## Information shown
+ + + + +

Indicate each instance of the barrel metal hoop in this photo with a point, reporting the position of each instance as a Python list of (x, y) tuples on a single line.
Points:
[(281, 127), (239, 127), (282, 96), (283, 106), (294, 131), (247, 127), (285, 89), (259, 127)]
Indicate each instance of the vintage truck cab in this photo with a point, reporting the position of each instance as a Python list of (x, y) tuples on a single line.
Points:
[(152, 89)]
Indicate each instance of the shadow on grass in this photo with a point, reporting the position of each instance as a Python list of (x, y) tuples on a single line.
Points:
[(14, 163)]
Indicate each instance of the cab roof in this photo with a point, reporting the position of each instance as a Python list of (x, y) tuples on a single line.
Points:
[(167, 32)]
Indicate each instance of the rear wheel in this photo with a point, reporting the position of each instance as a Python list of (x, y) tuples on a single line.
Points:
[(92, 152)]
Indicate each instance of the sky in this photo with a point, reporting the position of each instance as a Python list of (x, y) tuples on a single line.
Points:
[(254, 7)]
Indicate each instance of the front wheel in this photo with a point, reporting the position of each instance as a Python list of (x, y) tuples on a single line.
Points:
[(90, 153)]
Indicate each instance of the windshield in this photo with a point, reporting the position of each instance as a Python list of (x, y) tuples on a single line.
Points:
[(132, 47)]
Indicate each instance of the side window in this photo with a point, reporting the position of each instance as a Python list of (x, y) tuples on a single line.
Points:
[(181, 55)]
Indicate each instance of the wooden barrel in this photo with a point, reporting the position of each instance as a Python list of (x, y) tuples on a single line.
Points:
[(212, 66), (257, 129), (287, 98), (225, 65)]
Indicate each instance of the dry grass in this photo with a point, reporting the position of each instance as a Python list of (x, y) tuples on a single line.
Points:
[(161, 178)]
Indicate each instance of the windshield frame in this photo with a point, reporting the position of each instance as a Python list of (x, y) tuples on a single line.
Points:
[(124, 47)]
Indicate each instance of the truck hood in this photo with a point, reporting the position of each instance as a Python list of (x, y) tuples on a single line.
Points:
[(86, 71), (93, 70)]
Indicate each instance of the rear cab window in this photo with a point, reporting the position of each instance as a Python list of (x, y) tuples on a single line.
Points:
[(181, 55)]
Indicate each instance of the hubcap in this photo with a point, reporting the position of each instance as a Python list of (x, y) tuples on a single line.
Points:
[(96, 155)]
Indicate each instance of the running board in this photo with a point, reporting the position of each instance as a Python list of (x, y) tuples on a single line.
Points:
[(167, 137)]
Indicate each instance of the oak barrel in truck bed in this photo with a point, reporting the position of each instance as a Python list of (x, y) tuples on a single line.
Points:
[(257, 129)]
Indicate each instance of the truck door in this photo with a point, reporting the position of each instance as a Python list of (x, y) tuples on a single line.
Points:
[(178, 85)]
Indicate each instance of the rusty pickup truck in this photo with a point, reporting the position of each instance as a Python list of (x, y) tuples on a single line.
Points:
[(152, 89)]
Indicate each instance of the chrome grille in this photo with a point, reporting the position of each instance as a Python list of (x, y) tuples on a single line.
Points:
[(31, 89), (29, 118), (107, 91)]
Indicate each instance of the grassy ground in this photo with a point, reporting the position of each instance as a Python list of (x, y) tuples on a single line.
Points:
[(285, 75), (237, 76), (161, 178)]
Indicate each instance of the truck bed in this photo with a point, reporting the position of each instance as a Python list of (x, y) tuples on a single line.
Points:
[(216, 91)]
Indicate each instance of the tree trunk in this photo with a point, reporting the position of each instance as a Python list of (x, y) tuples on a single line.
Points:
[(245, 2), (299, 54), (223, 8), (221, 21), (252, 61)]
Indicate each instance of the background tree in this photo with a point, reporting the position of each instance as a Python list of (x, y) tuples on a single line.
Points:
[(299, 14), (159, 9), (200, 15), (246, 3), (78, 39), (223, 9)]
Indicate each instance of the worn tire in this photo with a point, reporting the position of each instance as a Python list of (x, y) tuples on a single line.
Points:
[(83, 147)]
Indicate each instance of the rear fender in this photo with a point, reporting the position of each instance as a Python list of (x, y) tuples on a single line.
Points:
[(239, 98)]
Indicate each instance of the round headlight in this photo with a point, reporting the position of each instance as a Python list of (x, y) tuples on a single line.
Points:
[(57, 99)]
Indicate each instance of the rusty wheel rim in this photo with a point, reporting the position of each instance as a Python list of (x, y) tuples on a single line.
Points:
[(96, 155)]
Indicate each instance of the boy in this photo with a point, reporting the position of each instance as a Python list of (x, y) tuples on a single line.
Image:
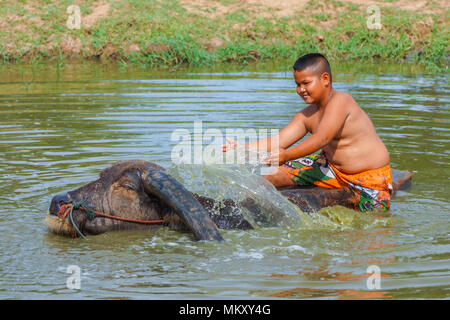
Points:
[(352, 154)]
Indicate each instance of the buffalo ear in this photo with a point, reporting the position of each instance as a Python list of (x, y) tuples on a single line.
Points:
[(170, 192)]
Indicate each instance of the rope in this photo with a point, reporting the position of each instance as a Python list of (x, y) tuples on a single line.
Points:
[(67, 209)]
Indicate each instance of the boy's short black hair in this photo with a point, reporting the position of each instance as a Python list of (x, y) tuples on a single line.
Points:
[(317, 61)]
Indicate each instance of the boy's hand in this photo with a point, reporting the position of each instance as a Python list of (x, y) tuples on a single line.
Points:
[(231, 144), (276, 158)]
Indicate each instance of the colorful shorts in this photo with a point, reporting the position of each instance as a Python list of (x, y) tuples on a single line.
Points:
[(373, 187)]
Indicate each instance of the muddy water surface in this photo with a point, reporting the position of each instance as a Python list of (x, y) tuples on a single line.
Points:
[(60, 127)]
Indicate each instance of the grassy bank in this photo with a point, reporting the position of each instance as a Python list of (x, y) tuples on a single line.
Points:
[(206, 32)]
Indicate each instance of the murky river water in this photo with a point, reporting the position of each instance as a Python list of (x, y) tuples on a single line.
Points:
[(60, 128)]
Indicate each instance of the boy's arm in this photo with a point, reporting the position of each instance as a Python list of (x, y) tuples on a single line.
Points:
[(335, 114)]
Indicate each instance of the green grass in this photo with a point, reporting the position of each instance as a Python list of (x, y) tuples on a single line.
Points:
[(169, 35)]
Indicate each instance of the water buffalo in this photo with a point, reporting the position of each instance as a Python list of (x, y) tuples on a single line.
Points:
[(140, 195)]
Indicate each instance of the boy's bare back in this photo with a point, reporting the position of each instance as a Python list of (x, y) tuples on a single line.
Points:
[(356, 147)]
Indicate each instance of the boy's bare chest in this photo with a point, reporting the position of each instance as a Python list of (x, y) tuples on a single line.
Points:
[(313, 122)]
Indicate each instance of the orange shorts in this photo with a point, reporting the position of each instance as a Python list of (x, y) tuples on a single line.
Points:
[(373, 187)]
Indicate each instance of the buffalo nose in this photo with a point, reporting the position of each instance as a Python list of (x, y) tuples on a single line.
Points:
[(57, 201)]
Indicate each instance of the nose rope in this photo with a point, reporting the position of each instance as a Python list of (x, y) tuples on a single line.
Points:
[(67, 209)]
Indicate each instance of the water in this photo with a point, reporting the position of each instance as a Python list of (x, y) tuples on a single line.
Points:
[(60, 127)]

+ + + + +

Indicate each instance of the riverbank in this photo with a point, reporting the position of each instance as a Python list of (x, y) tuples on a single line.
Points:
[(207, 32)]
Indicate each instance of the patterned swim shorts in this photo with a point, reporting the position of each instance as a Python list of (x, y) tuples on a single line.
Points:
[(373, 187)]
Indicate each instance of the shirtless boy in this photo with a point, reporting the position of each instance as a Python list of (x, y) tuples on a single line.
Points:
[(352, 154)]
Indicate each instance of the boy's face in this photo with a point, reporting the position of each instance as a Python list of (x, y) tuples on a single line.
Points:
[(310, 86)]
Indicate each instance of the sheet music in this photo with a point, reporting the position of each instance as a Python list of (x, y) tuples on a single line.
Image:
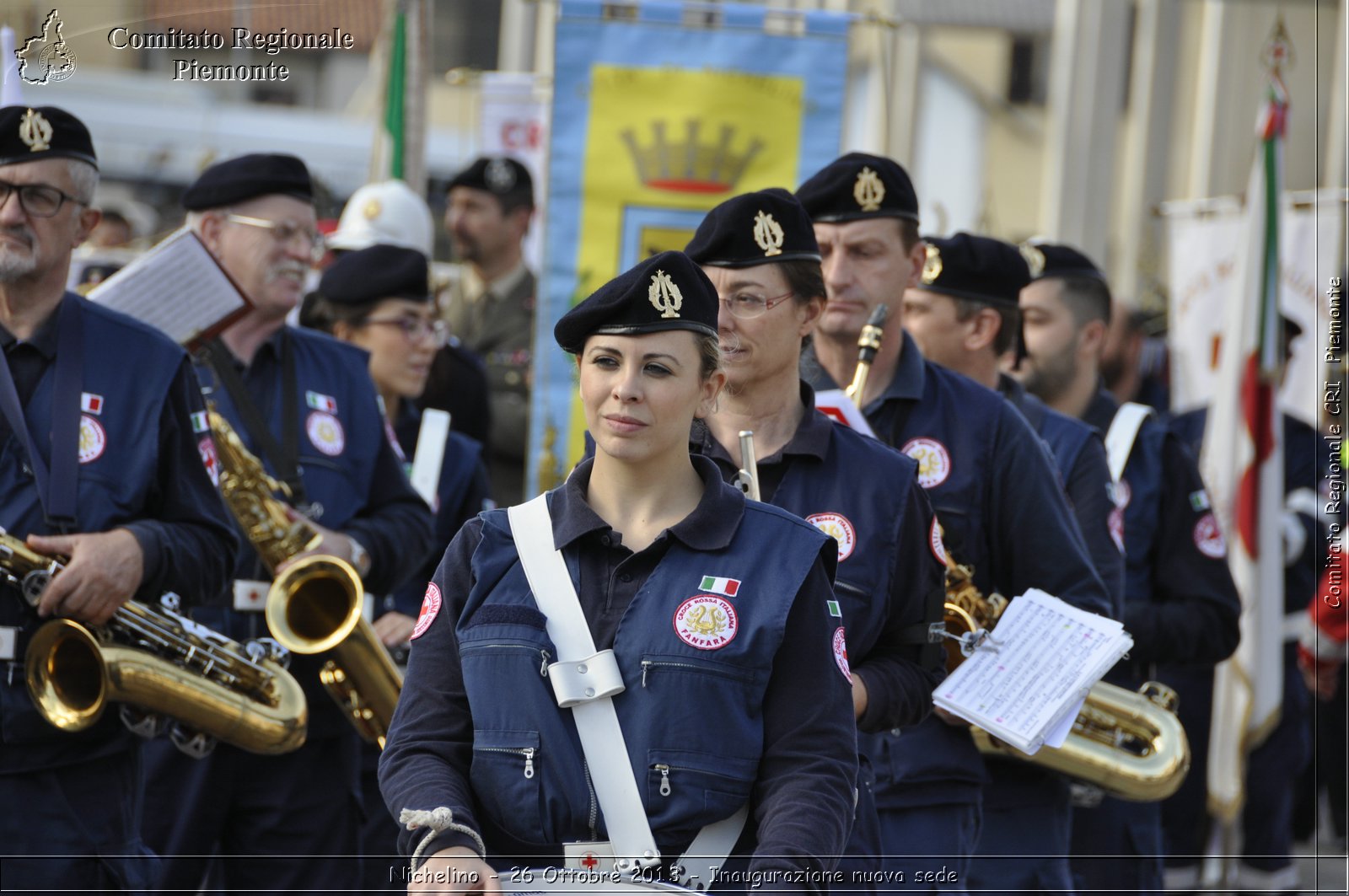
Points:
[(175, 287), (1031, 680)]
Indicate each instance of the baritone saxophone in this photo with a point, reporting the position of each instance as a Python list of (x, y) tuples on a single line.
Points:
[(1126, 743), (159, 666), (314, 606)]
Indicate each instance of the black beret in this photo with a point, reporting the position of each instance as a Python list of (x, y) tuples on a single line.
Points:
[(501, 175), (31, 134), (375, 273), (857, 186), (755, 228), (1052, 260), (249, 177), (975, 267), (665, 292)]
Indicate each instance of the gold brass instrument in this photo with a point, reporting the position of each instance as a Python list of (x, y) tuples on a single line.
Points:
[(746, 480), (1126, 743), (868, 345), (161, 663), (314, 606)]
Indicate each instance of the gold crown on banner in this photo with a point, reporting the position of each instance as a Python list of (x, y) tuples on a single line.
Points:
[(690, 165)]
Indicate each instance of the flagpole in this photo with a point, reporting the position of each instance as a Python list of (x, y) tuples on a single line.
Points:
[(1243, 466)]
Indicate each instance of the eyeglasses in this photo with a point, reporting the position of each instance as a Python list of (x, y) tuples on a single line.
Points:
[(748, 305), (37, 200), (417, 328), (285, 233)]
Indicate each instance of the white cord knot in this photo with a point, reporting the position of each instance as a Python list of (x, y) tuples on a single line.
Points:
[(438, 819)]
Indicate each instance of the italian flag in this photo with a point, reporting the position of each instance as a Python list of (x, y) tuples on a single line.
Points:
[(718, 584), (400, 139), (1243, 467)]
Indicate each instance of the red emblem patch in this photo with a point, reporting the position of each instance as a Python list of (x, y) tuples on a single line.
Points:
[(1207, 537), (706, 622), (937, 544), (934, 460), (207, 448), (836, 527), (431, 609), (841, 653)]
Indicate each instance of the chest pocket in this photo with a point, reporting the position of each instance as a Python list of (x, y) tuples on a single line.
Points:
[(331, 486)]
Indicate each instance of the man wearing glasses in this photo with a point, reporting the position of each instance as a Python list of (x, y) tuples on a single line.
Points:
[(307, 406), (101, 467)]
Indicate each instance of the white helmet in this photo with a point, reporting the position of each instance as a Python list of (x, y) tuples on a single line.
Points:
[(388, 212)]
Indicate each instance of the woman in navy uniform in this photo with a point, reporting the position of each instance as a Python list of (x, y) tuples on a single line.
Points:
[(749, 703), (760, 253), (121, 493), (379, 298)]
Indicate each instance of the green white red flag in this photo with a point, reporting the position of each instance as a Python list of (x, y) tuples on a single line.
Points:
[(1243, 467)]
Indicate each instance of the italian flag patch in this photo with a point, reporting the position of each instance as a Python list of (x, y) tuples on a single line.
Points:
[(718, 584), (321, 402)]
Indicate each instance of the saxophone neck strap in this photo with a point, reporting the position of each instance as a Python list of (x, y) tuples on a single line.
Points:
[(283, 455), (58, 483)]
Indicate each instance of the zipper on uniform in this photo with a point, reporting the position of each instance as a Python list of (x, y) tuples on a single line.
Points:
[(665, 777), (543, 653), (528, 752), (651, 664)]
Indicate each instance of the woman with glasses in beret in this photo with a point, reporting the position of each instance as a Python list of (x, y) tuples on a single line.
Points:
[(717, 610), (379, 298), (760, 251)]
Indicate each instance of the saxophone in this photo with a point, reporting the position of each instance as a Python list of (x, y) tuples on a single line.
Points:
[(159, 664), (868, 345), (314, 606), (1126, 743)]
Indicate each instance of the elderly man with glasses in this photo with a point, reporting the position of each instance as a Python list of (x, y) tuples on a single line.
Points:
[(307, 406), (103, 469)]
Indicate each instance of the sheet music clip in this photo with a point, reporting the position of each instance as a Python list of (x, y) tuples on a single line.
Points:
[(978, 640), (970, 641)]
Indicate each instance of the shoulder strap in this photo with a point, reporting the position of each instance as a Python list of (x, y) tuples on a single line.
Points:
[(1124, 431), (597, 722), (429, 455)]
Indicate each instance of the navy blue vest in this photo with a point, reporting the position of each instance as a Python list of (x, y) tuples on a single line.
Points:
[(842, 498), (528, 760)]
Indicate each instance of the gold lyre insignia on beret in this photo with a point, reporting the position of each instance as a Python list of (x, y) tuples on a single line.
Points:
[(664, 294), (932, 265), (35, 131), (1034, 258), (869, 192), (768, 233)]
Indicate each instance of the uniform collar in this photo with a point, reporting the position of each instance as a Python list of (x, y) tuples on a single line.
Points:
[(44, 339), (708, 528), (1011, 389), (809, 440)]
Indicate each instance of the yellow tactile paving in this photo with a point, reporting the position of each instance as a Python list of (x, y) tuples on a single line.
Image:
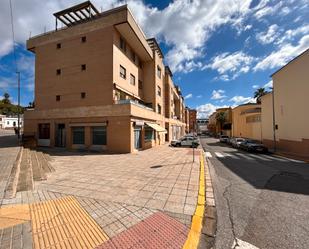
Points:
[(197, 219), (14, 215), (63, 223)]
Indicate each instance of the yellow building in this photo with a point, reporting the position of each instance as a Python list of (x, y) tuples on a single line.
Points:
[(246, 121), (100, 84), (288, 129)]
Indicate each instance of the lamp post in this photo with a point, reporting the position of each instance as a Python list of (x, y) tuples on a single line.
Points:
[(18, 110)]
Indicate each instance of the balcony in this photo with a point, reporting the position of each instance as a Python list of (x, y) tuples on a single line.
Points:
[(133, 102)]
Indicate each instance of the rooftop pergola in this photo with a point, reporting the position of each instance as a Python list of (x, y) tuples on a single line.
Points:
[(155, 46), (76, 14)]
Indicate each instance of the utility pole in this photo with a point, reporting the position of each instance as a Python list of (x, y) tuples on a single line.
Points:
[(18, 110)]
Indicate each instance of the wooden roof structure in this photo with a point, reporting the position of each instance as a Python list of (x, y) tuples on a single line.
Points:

+ + + + +

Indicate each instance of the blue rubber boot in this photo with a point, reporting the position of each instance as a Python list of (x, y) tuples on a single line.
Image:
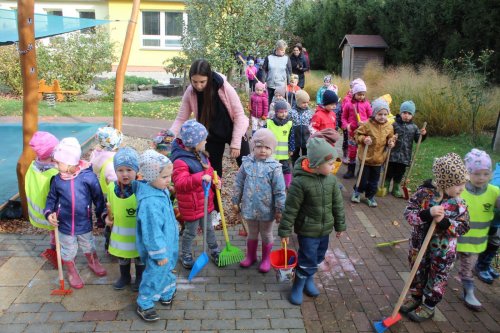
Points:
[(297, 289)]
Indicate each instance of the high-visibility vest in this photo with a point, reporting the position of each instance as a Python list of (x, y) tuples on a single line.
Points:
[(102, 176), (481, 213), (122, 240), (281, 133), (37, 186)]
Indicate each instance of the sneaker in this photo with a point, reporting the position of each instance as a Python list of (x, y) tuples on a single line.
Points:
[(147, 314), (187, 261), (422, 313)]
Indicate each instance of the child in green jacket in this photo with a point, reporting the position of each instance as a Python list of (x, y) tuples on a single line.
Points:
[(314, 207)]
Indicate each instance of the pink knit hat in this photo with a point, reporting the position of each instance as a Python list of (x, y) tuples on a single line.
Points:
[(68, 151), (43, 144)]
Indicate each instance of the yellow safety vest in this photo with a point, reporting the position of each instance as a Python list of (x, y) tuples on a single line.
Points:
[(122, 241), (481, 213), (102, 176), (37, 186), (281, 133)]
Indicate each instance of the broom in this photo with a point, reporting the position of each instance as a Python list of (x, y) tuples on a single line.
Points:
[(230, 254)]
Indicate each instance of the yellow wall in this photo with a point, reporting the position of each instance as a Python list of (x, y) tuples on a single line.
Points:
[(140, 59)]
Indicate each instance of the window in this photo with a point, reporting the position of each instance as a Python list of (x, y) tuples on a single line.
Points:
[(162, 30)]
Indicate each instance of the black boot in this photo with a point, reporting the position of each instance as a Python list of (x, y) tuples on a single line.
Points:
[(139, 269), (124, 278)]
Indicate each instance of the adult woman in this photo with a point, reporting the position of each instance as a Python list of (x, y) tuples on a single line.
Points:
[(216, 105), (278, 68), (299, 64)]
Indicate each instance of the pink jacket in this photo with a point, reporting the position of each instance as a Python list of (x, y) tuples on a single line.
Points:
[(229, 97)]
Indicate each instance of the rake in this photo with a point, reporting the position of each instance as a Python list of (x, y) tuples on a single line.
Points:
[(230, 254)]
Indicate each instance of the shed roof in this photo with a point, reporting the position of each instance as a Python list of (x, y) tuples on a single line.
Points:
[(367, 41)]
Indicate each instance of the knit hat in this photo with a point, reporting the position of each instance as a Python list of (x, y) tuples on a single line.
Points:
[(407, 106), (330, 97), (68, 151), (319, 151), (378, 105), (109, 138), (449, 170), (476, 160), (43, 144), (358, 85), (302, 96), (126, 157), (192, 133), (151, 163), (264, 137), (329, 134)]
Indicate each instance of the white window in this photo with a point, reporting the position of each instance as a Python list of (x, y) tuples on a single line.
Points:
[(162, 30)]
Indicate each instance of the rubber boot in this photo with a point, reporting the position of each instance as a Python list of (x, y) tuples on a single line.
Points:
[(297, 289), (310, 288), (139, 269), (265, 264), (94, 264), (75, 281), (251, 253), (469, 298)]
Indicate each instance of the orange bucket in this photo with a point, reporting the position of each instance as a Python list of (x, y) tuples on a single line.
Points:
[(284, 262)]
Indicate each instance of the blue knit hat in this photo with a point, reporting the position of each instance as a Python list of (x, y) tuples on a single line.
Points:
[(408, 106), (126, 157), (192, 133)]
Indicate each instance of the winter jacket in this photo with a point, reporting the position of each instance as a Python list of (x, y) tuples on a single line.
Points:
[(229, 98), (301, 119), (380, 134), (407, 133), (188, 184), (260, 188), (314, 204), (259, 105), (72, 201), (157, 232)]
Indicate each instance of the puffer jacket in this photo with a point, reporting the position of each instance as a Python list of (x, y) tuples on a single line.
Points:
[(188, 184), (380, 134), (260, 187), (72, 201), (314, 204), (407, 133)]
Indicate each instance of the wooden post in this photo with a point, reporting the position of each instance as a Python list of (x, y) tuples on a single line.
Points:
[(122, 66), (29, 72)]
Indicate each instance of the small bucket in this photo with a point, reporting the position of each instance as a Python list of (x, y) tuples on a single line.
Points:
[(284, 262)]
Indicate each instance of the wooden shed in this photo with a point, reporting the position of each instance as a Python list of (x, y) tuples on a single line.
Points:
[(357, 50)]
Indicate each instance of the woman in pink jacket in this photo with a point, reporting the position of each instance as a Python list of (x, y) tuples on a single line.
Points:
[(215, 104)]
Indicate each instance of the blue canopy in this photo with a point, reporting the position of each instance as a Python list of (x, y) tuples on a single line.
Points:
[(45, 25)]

+ + + + +

## Exercise instructions
The lines above from the one containing "Indicate each instance of the woman with" through the one containing "Indicate each instance of the uniform" are to be set down exactly, and no others.

## Solution to this task
Indicate each instance of the woman with glasses in beret in this photo with a point, reporting the position of each instance as a Python list of (x, y) tuples on a single line.
Points:
[(717, 610), (379, 298), (760, 251)]
Indicate each instance of the saxophone in this photo with a point, reporting the position of each instance as a Python list of (x, y) tuples on a single line.
Points:
[(159, 664), (868, 345), (314, 606), (1126, 743)]
Indicate each instance of the elderly man with glasses in this photo with a point, reporting the position of each instance as a Python list of (x, y) tuples on a single line.
Points:
[(307, 406), (103, 469)]
Indicate each instance of the sheet music clip in this photo with a point, reporting the position of each instance as a Python list of (x, y) tuples on a single line.
Points:
[(978, 640), (970, 641)]
Indicate each instance of the shoulder strap in this photo with a point, reporting the position of each instance as a Python list of (x, y) tuples on a single line.
Points:
[(1124, 431), (597, 722), (429, 455)]
Indicate each instance of the navy blue vest in this photo with a point, reporting the position of each instance as a Python list of (x, y) tuples on a single line.
Points:
[(842, 498), (528, 760)]
Indicate each instance of the gold lyre insignia on beret in this photo with a point, reporting the position of each instance as a Python list of (x, y) tuples on a single line.
Points:
[(664, 294), (932, 265), (35, 131), (1034, 258), (869, 192), (768, 233)]
Indicate each instance of the uniform collar in this photo with a point, reporting the position of each instance as a Python list of (x, y) tuples on a single line.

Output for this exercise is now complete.